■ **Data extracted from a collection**
# # #

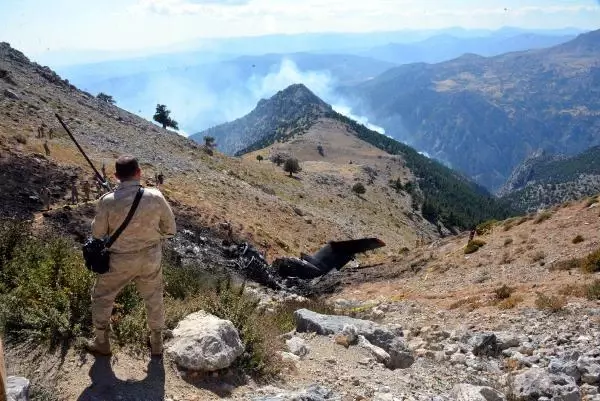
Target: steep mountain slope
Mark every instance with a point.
(256, 200)
(446, 47)
(270, 118)
(442, 194)
(545, 180)
(485, 115)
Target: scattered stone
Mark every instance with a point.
(378, 353)
(297, 346)
(400, 356)
(589, 369)
(204, 342)
(308, 321)
(468, 392)
(484, 344)
(17, 388)
(10, 94)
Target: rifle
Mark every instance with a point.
(101, 179)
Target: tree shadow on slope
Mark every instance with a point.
(106, 386)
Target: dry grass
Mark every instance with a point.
(503, 292)
(541, 217)
(473, 246)
(510, 302)
(573, 290)
(550, 303)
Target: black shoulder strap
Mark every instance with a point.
(136, 202)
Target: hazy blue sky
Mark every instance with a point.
(38, 26)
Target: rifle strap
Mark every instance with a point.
(136, 202)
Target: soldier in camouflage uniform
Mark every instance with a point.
(134, 257)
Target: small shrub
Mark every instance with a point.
(503, 292)
(486, 227)
(20, 138)
(473, 246)
(538, 256)
(359, 188)
(510, 302)
(568, 264)
(550, 303)
(292, 166)
(543, 216)
(573, 290)
(591, 263)
(593, 291)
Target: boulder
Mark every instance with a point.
(484, 344)
(297, 346)
(204, 342)
(468, 392)
(10, 94)
(507, 340)
(400, 355)
(309, 321)
(535, 383)
(589, 369)
(378, 353)
(568, 368)
(17, 388)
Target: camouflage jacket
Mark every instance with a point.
(152, 221)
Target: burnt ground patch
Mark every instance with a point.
(22, 179)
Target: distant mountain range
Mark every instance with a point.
(439, 193)
(446, 47)
(484, 116)
(544, 180)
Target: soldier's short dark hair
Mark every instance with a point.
(126, 167)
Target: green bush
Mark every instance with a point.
(593, 291)
(45, 291)
(591, 263)
(45, 299)
(486, 227)
(473, 246)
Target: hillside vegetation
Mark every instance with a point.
(478, 113)
(546, 180)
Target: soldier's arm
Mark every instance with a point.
(100, 223)
(167, 219)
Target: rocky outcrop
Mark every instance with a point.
(17, 388)
(308, 321)
(312, 393)
(204, 342)
(468, 392)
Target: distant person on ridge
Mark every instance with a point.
(134, 257)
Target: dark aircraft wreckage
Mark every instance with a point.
(334, 255)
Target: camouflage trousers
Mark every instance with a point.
(144, 269)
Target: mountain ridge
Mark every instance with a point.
(479, 115)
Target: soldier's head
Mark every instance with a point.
(127, 168)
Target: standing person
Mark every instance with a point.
(86, 190)
(134, 257)
(46, 196)
(74, 191)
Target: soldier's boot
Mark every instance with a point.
(101, 343)
(156, 342)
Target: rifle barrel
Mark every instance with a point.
(98, 175)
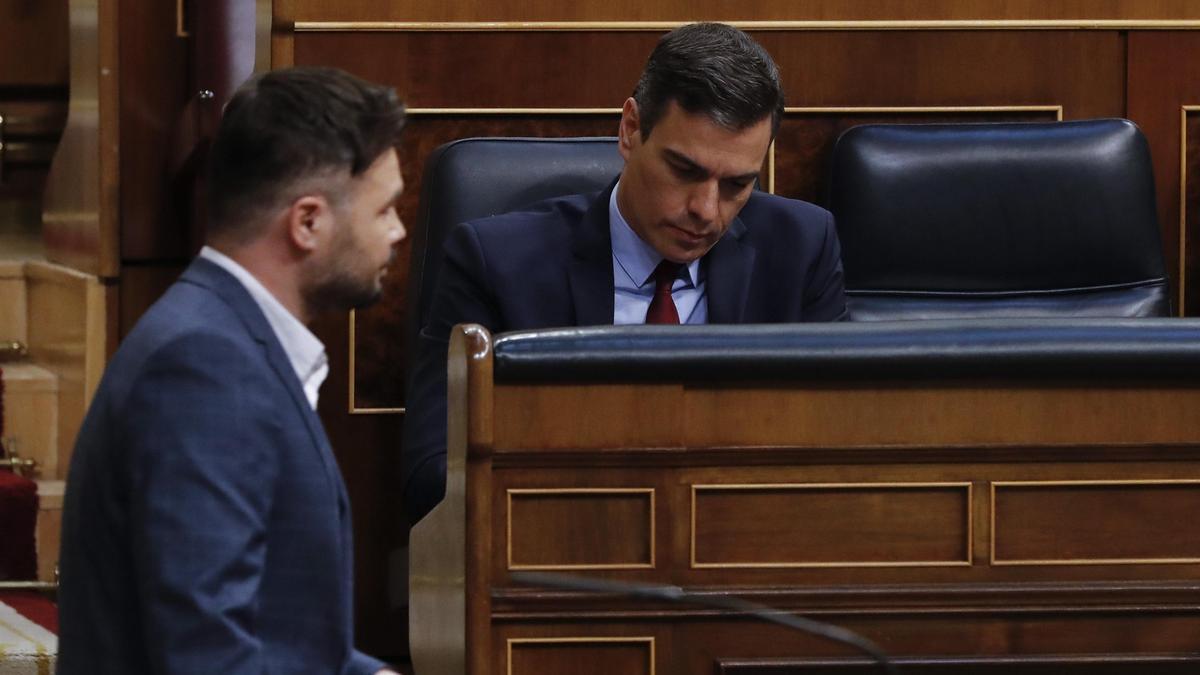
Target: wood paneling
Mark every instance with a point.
(141, 286)
(564, 529)
(580, 656)
(718, 10)
(154, 223)
(804, 525)
(34, 43)
(1057, 523)
(1164, 76)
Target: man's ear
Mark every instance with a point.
(309, 219)
(629, 132)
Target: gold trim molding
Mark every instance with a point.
(1185, 111)
(1121, 561)
(547, 491)
(581, 640)
(1057, 109)
(777, 25)
(775, 487)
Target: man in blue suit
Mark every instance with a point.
(207, 527)
(682, 236)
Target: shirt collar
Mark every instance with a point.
(634, 256)
(304, 350)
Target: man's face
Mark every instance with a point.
(684, 185)
(366, 230)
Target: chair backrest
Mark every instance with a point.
(990, 220)
(474, 178)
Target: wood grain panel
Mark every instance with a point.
(154, 225)
(581, 529)
(1080, 70)
(1103, 523)
(718, 10)
(34, 43)
(580, 656)
(543, 69)
(379, 351)
(142, 285)
(814, 525)
(1164, 76)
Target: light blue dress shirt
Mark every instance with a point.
(633, 274)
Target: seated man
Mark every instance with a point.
(682, 236)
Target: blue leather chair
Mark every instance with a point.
(999, 220)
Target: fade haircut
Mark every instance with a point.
(714, 70)
(289, 132)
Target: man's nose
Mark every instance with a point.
(703, 201)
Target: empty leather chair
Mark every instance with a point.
(474, 178)
(999, 220)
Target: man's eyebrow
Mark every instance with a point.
(693, 165)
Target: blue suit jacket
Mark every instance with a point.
(205, 525)
(551, 267)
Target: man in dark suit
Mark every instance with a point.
(207, 527)
(682, 237)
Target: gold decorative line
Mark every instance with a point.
(353, 408)
(880, 109)
(580, 640)
(1183, 202)
(1123, 561)
(773, 487)
(508, 518)
(778, 25)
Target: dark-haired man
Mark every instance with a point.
(681, 237)
(207, 527)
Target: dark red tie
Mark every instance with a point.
(663, 309)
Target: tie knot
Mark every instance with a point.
(665, 275)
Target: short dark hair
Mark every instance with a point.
(711, 69)
(289, 125)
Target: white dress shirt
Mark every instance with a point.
(304, 350)
(633, 275)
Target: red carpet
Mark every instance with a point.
(34, 607)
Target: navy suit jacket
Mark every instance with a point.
(551, 267)
(205, 525)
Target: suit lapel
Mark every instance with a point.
(589, 273)
(210, 275)
(730, 264)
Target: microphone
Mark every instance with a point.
(677, 595)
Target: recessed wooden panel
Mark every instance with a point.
(999, 664)
(581, 656)
(1084, 71)
(1093, 523)
(581, 529)
(827, 525)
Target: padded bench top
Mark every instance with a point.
(1126, 350)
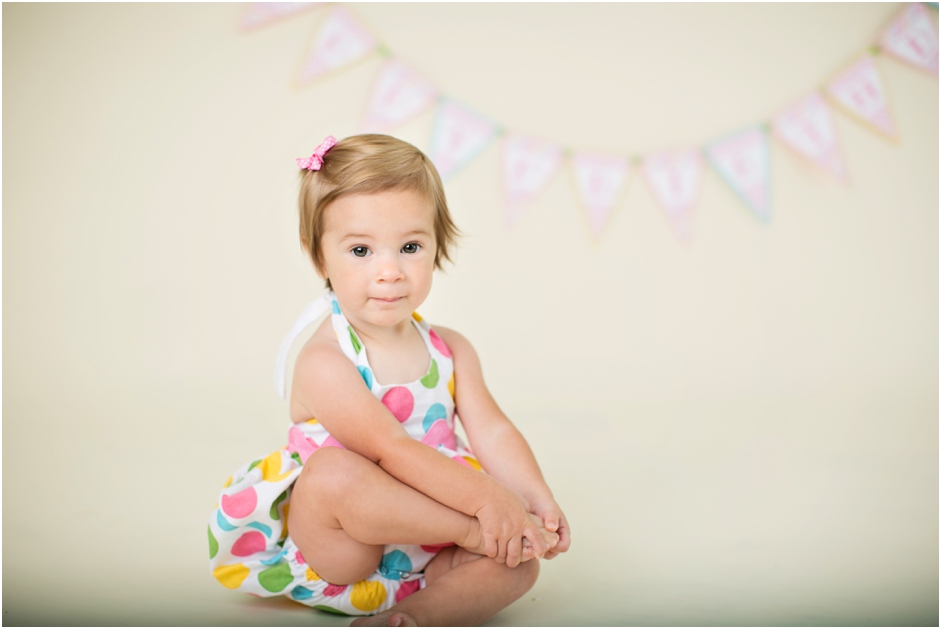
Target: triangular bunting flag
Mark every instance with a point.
(341, 41)
(400, 94)
(458, 136)
(859, 91)
(261, 13)
(912, 38)
(600, 179)
(807, 127)
(742, 161)
(674, 179)
(528, 165)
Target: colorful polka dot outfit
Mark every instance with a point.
(250, 548)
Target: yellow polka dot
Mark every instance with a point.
(271, 468)
(473, 463)
(232, 575)
(368, 595)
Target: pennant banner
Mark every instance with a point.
(400, 94)
(528, 165)
(807, 127)
(600, 180)
(913, 39)
(341, 42)
(742, 160)
(458, 136)
(674, 179)
(860, 92)
(261, 13)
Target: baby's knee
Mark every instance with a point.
(332, 471)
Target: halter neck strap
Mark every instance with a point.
(310, 314)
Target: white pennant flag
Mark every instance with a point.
(742, 160)
(528, 165)
(341, 41)
(912, 38)
(400, 94)
(600, 180)
(859, 90)
(807, 127)
(674, 179)
(459, 135)
(261, 13)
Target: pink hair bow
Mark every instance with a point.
(315, 161)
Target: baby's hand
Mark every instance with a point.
(550, 513)
(504, 522)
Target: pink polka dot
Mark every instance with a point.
(439, 344)
(407, 589)
(241, 504)
(334, 590)
(399, 400)
(249, 544)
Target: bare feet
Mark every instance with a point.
(474, 541)
(390, 618)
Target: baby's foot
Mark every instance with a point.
(391, 618)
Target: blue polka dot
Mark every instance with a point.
(394, 564)
(300, 593)
(367, 376)
(436, 412)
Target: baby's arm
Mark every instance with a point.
(329, 387)
(497, 443)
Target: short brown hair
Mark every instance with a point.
(368, 164)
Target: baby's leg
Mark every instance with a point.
(345, 508)
(463, 589)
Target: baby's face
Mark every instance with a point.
(379, 254)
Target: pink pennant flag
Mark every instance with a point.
(342, 41)
(859, 90)
(528, 165)
(459, 135)
(262, 13)
(674, 179)
(807, 127)
(912, 38)
(400, 94)
(742, 160)
(600, 179)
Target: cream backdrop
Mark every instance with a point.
(742, 432)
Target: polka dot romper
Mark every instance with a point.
(250, 548)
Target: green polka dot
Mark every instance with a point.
(213, 544)
(325, 608)
(274, 508)
(430, 381)
(355, 340)
(276, 578)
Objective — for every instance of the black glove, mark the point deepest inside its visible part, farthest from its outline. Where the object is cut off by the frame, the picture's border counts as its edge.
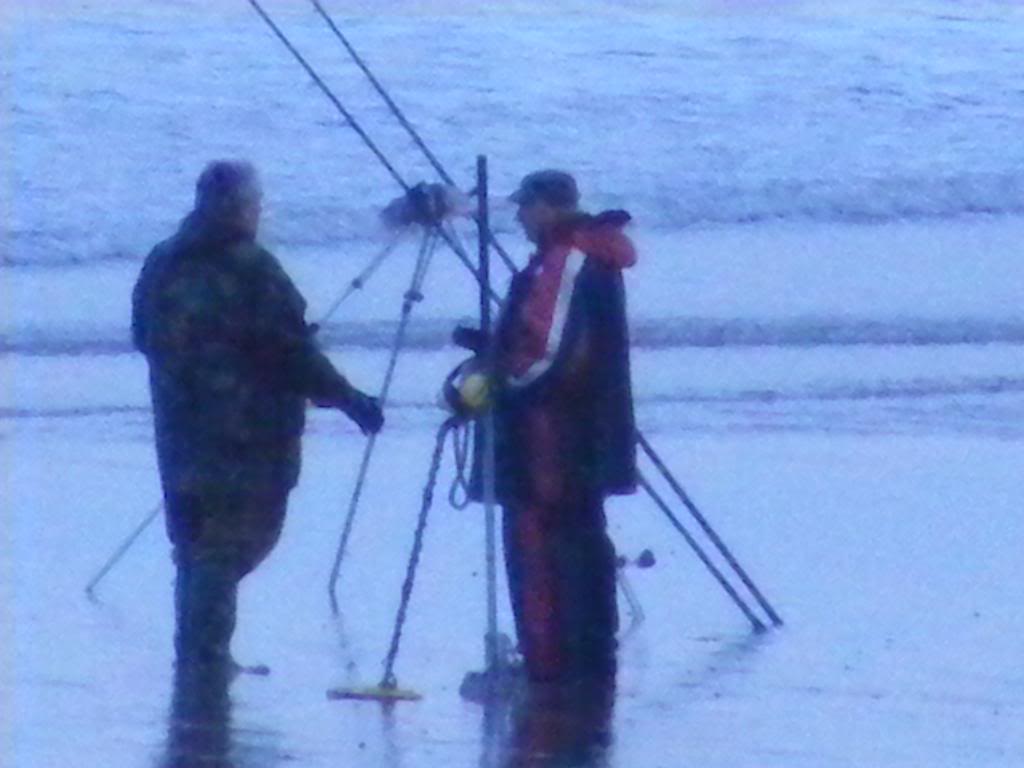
(365, 411)
(472, 339)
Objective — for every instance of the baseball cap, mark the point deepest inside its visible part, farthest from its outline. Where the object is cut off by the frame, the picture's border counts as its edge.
(557, 188)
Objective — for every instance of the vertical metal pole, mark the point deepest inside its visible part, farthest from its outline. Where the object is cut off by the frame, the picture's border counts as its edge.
(491, 641)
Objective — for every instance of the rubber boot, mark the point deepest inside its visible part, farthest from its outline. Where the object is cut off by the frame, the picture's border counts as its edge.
(206, 599)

# # #

■ **Work to complete**
Return, exactly as they stand, the lines above from the one with "Target: soldier in camouflage uniform" to the one with "Target: man's face", omitting any pictures among them.

■ **Task response**
Target: soldier in camouflage uniform
Mark every instance with a point.
(134, 257)
Target: small shrub
Mark every instance with a point.
(503, 292)
(486, 227)
(20, 138)
(473, 246)
(538, 256)
(359, 188)
(510, 302)
(568, 264)
(550, 303)
(292, 166)
(543, 216)
(573, 290)
(591, 263)
(593, 291)
Target: boulder
Mark every instance with a point.
(484, 344)
(297, 346)
(204, 342)
(468, 392)
(10, 94)
(507, 340)
(400, 355)
(309, 321)
(535, 383)
(589, 369)
(378, 353)
(568, 368)
(17, 388)
Target: camouflage jacket
Mark every instance with a point.
(152, 221)
Target: burnt ground patch
Mark every instance with a point.
(22, 179)
Target: distant mountain range
Mark every instance with a point.
(439, 193)
(446, 47)
(484, 116)
(544, 180)
Target: soldier's short dark hair
Mark every instance with a point.
(126, 167)
Target: green bush
Mark every instance with a point.
(593, 291)
(45, 291)
(591, 263)
(45, 299)
(486, 227)
(473, 246)
Target: hillside vegetation
Mark every instance with a point.
(478, 113)
(546, 180)
Target: soldier's arm
Mark every instance with a point.
(100, 223)
(167, 219)
Target: rocky outcrop
Mark every instance with a point.
(17, 388)
(308, 321)
(312, 393)
(204, 342)
(468, 392)
Target: distant person on ridge
Mark every instance with a point.
(134, 257)
Target: dark aircraft wreckage
Mark every instance with a point.
(334, 255)
Target: camouflage trousers
Mark every instance with a point.
(144, 269)
Target: mountain ridge
Mark every instance with a point.
(479, 115)
Target: soldier's head
Mark every instance with a point.
(127, 168)
Target: standing person
Mark every instance with a point.
(86, 190)
(134, 257)
(46, 196)
(74, 191)
Target: soldier's boot
Mark every instance with a point.
(101, 343)
(156, 342)
Target: rifle barrel
Mark every instance with a point.
(98, 175)
Target: wood paneling
Mark every instance with a point.
(141, 286)
(564, 529)
(580, 656)
(718, 10)
(154, 223)
(804, 525)
(34, 43)
(1057, 523)
(1164, 76)
Target: man's ear
Mark every instance with a point.
(309, 219)
(629, 132)
Target: gold trim molding
Mark every instance with a point.
(1185, 111)
(1121, 561)
(547, 491)
(581, 640)
(1057, 109)
(777, 25)
(775, 487)
Target: man in blue suit
Mark every instance with a point.
(207, 527)
(682, 236)
Target: shirt collar
Mark every instance with a point.
(634, 256)
(304, 350)
Target: man's face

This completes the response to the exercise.